Would you return each record that follows word for word, without its pictures?
Material provided Start Marker
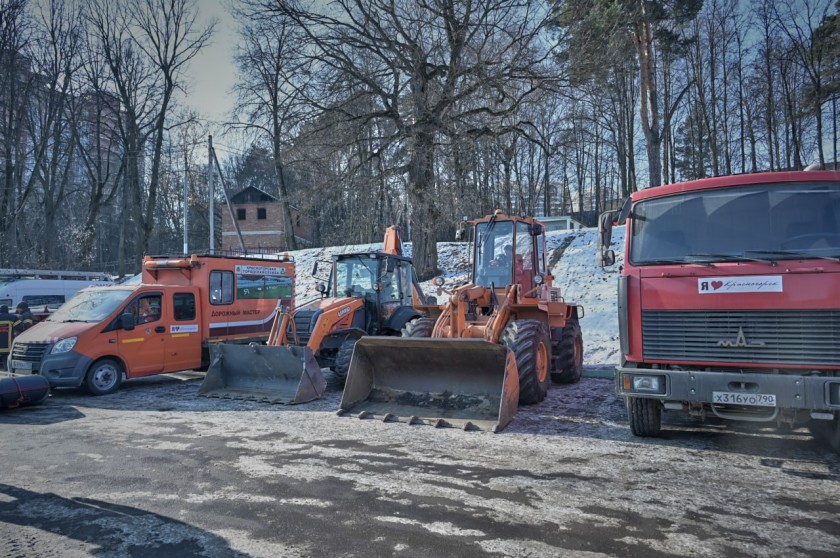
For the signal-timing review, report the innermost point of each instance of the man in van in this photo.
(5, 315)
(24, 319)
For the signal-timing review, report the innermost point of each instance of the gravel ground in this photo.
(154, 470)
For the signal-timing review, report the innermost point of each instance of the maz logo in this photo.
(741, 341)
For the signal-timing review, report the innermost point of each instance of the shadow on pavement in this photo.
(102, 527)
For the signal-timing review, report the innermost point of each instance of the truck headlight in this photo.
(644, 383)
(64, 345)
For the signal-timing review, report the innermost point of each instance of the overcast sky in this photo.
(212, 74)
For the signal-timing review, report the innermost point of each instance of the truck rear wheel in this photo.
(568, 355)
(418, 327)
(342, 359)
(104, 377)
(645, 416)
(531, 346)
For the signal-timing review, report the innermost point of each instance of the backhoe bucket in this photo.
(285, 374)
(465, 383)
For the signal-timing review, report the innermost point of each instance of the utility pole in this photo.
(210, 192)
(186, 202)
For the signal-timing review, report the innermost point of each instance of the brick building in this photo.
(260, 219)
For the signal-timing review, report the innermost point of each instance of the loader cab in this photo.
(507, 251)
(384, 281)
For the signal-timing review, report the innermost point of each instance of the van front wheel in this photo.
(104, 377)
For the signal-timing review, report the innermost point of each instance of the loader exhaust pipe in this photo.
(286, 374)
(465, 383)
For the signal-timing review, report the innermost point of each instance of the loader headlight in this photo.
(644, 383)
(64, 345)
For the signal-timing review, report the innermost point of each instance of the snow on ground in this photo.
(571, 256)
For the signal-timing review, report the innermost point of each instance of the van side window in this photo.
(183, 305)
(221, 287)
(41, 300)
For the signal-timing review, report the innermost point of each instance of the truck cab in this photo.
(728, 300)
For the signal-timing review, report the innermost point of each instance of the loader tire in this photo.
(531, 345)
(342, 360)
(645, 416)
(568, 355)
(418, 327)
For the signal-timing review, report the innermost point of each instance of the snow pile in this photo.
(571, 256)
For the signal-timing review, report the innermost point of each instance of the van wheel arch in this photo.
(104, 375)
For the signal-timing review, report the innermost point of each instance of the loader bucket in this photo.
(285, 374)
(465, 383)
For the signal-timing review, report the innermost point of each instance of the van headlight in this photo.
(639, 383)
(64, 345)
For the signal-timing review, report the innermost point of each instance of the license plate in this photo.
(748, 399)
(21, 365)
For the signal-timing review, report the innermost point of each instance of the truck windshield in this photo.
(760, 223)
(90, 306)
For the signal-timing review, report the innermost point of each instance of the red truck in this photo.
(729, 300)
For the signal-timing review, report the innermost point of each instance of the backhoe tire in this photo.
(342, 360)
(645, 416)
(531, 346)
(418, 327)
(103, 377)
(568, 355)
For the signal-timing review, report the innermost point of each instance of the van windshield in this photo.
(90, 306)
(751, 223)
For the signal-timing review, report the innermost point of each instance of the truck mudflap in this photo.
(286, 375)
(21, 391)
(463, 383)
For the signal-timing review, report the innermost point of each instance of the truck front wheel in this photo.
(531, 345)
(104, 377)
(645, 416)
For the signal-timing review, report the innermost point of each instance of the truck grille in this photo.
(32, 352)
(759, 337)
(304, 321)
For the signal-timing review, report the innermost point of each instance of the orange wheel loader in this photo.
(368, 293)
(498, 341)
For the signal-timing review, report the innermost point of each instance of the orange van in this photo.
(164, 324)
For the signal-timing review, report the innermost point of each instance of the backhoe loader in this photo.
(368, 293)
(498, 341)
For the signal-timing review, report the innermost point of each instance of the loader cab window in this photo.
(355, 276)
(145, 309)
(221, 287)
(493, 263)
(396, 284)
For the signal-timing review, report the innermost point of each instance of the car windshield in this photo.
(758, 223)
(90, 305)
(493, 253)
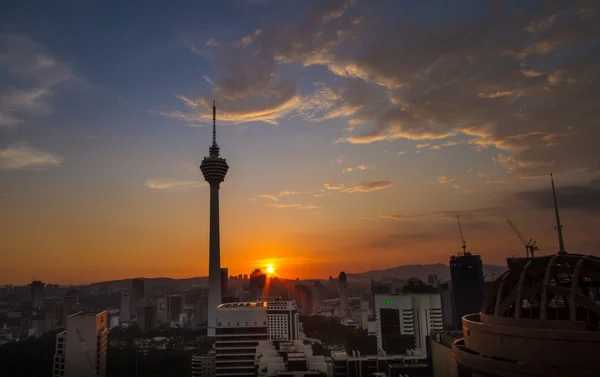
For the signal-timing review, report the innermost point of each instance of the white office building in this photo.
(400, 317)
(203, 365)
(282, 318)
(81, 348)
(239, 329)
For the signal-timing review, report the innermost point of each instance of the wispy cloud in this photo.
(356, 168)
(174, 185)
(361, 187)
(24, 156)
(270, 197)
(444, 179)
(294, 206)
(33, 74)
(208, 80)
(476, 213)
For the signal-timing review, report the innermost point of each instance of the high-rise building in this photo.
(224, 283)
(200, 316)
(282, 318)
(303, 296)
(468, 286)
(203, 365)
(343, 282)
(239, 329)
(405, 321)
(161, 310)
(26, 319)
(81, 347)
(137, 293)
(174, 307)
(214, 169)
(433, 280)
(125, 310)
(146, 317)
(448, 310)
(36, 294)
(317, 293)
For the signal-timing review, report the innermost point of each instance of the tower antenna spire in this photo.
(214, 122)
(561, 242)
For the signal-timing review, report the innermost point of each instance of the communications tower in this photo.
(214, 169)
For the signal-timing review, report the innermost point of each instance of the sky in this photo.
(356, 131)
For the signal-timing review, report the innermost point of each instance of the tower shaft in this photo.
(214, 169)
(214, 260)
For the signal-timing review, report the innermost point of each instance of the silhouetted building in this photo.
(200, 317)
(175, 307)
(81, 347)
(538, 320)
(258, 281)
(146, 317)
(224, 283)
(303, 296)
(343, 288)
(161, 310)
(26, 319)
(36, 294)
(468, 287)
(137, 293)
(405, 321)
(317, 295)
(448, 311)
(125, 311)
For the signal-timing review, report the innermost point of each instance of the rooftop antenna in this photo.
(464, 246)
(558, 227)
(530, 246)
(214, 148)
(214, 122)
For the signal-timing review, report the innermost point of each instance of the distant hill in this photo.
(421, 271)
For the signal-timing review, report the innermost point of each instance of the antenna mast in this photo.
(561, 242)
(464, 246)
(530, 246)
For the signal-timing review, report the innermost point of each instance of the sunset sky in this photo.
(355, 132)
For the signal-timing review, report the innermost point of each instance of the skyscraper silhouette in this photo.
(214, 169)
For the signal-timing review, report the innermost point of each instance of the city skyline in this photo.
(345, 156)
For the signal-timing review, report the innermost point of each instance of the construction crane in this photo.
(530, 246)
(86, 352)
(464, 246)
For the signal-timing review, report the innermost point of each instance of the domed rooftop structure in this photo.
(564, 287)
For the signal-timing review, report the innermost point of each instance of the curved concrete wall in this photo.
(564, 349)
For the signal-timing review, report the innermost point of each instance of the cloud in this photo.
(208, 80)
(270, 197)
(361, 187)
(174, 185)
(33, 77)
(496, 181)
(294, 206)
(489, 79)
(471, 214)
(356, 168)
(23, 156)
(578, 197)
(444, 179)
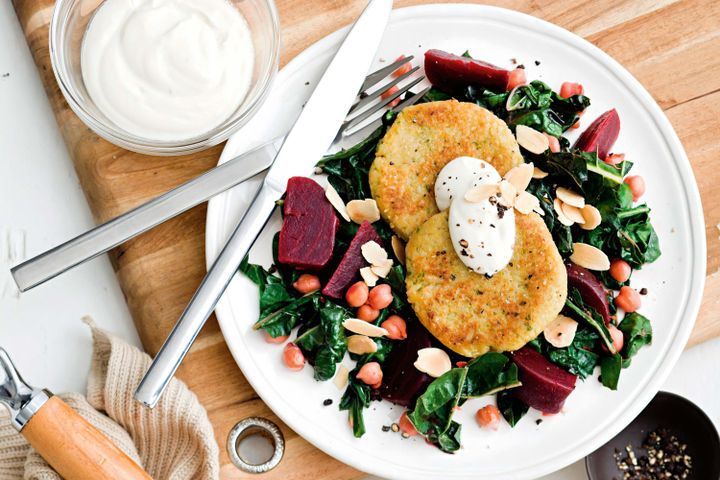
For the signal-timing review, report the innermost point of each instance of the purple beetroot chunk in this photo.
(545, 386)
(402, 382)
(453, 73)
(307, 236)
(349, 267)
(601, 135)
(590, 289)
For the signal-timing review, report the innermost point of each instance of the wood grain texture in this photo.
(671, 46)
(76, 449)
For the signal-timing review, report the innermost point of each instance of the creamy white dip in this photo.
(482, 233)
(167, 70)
Material provided End Marker
## Reply to the exercise
For the signal-timing review, report the innermost point of each instance of the man in van in this photo.
(5, 315)
(24, 319)
For the signal-timing review, report the innermost point of each instance of the gravel ground in this photo.
(154, 470)
For the signal-timing review, report the innermost point of each instance of the maz logo in this photo.
(741, 341)
For the signal-timing review, report the innermost point of each instance of the shadow on pavement in this photo.
(102, 527)
For the signal-timing review, report the innermost point of each instance of the truck headlight in this photo.
(644, 383)
(64, 345)
For the signal-timing review, report the innermost point of each instance of the overcast sky in this photo.
(212, 74)
For the signal-timing review, report the innermost point of each instance of the truck rear wheel in this photo.
(568, 355)
(418, 327)
(342, 359)
(104, 377)
(645, 416)
(531, 346)
For the signal-timing review, report the innermost point of each instance of the backhoe bucket in this photo.
(285, 374)
(465, 383)
For the signal-timing review, report the innermost point of each instance of the utility pole in this photo.
(210, 192)
(186, 202)
For the signal-timing review, report the innermost point of each instance of the brick building in this photo.
(260, 219)
For the signal-timing review, report the innermost point of each instance of the loader cab in this photo.
(507, 251)
(384, 281)
For the signal-timing review, report the innermost point of each instance of the van front wheel in this photo.
(104, 377)
For the signal-timing review, report the innermost point of each instance of the loader exhaust pipe in this photo.
(286, 374)
(465, 383)
For the signal-timing review, report the innermost point of each instance of the loader headlight in this photo.
(644, 383)
(64, 345)
For the signal-timing review, report the innermost point of each instance of the snow on ground in this photo.
(571, 256)
For the signal-timing review, report the innermost point of each instance of the van side window in this photo.
(183, 305)
(221, 287)
(41, 300)
For the signal-timing review, report the innermost point of each instance of the truck cab in this photo.
(728, 300)
For the signal-timing review, report the innermost point of each instance of the loader tire in this photo.
(531, 345)
(342, 360)
(645, 416)
(568, 355)
(418, 327)
For the signal-timing review, report the innermost point of each instance of the snow pile in this photo.
(571, 256)
For the signal-timing review, report the innermost point of each instance of the van wheel arch in this photo.
(104, 375)
For the signal-timing review, report the innermost point of each instance of the loader bucket in this photo.
(285, 374)
(465, 383)
For the signal-timing review, report the innermost point of each instance of the van headlight in this photo.
(639, 383)
(64, 345)
For the signal-timing review, report the innermost point of each instance of the license plate in this photo.
(748, 399)
(21, 365)
For the signal-timing review, report the innermost point of each instance of the truck windshield in this photo.
(760, 223)
(90, 306)
For the signal-timing review, report the innermost point of each instance of the red truck in this photo.
(729, 300)
For the signal-timing review, report the innermost point of each instance of the backhoe tire in this photo.
(342, 360)
(645, 416)
(531, 346)
(418, 327)
(103, 377)
(568, 355)
For the signal-timing review, report the innermost point of each instance of the van windshield in this photo.
(90, 306)
(751, 223)
For the signal-timing review, report the innermost point of each instance of the truck mudflap in this photo.
(286, 375)
(21, 391)
(463, 383)
For the signal-timing review, report the innermost point of each instance of the truck front wheel in this photo.
(531, 345)
(104, 377)
(645, 416)
For the signal-timing review, report the innermost point of each instance of the truck grille in this photo.
(32, 352)
(759, 337)
(304, 321)
For the signal-timing review, report the innermost point of each instance of the orange wheel loader in this photo.
(368, 293)
(498, 341)
For the signal-timing review, report the innermost point of each instance of the orange van in this photo.
(164, 324)
For the signal-timing review, report the innermost point of each instance of the backhoe loader in this photo.
(368, 293)
(498, 341)
For the signal-timing review, report the innermost point of each instance of the loader cab window in this photo.
(355, 276)
(145, 309)
(221, 287)
(493, 263)
(396, 284)
For the signal-timing review, report the innermost point of each instance of the car windshield in this photo.
(758, 223)
(90, 305)
(493, 253)
For the signal-timing review, report the innermost point of each instance of the white office building in this photo.
(400, 317)
(203, 365)
(282, 318)
(81, 348)
(239, 329)
For the signal-timing review, report the innermost point of each instance of the wispy cloud in this photo.
(356, 168)
(174, 185)
(361, 187)
(24, 156)
(270, 197)
(444, 179)
(294, 206)
(33, 74)
(208, 80)
(476, 213)
For the signal-timing review, report the innermost point of each instance of the high-rise building in this photo.
(224, 283)
(200, 316)
(282, 318)
(303, 296)
(468, 286)
(203, 365)
(343, 282)
(239, 329)
(405, 321)
(161, 310)
(26, 319)
(81, 347)
(137, 293)
(174, 307)
(214, 169)
(433, 280)
(125, 310)
(146, 317)
(448, 310)
(36, 294)
(317, 293)
For the signal-timing review, report the innermost point of each instance of the tower antenna spire in this photo.
(214, 122)
(561, 242)
For the signal-timing review, report the innermost point of each instance of the communications tower in this photo.
(214, 169)
For the signal-timing review, report the innermost point of each instance of the sky in this photo.
(356, 131)
For the signal-timing review, report the innermost point of each instance of the tower shaft in this photo.
(214, 169)
(214, 260)
For the signal-timing review, report the innermost point of each instance of the silhouetted building in this photo.
(200, 317)
(175, 307)
(81, 347)
(538, 320)
(258, 281)
(146, 317)
(224, 283)
(303, 296)
(343, 288)
(161, 310)
(26, 319)
(36, 294)
(468, 287)
(137, 293)
(405, 321)
(317, 295)
(448, 311)
(125, 311)
For the signal-timing review, report the innermost point of each instance of the rooftop antenna in this photo.
(464, 246)
(558, 227)
(530, 246)
(214, 148)
(214, 122)
For the signal-timing review, report the innermost point of each instance of the distant hill in this photo.
(421, 271)
For the signal-timing review, report the innermost point of each instance of the antenna mast in this photo.
(561, 242)
(464, 246)
(530, 246)
For the signal-timing review, report the innermost point of each instance of the sunset sky in this photo.
(355, 132)
For the signal-timing review, report the innermost point of each instance of the skyscraper silhouette in this photo.
(214, 169)
For the signal-timing review, report the innermost point of each instance of the city skyline in this photo.
(345, 156)
For the signal-timing review, report the innermost point of each instance of the construction crane in this photo.
(530, 246)
(86, 352)
(464, 246)
For the signal-timing review, report the innermost point of each instance of the domed rooftop structure in this photo.
(564, 287)
For the signal-timing review, report the innermost point of each instance of the curved concrete wall in this photo.
(564, 349)
For the signal-timing review, report the innermost point of each instance of the cloud in this photo.
(208, 80)
(270, 197)
(361, 187)
(174, 185)
(33, 77)
(496, 181)
(294, 206)
(489, 79)
(471, 214)
(356, 168)
(23, 156)
(578, 197)
(444, 179)
For the signal-timing review, report the innermost point of each instance of the purple beetroot chunk in this photo.
(545, 386)
(402, 382)
(453, 73)
(307, 236)
(349, 267)
(601, 135)
(590, 289)
For the signal-timing review, report the innermost point of each instance of the wood grain texture in this photo.
(671, 46)
(76, 449)
For the signal-timing review, report the innermost point of each instance of the creamy white dip in this photo.
(482, 233)
(167, 70)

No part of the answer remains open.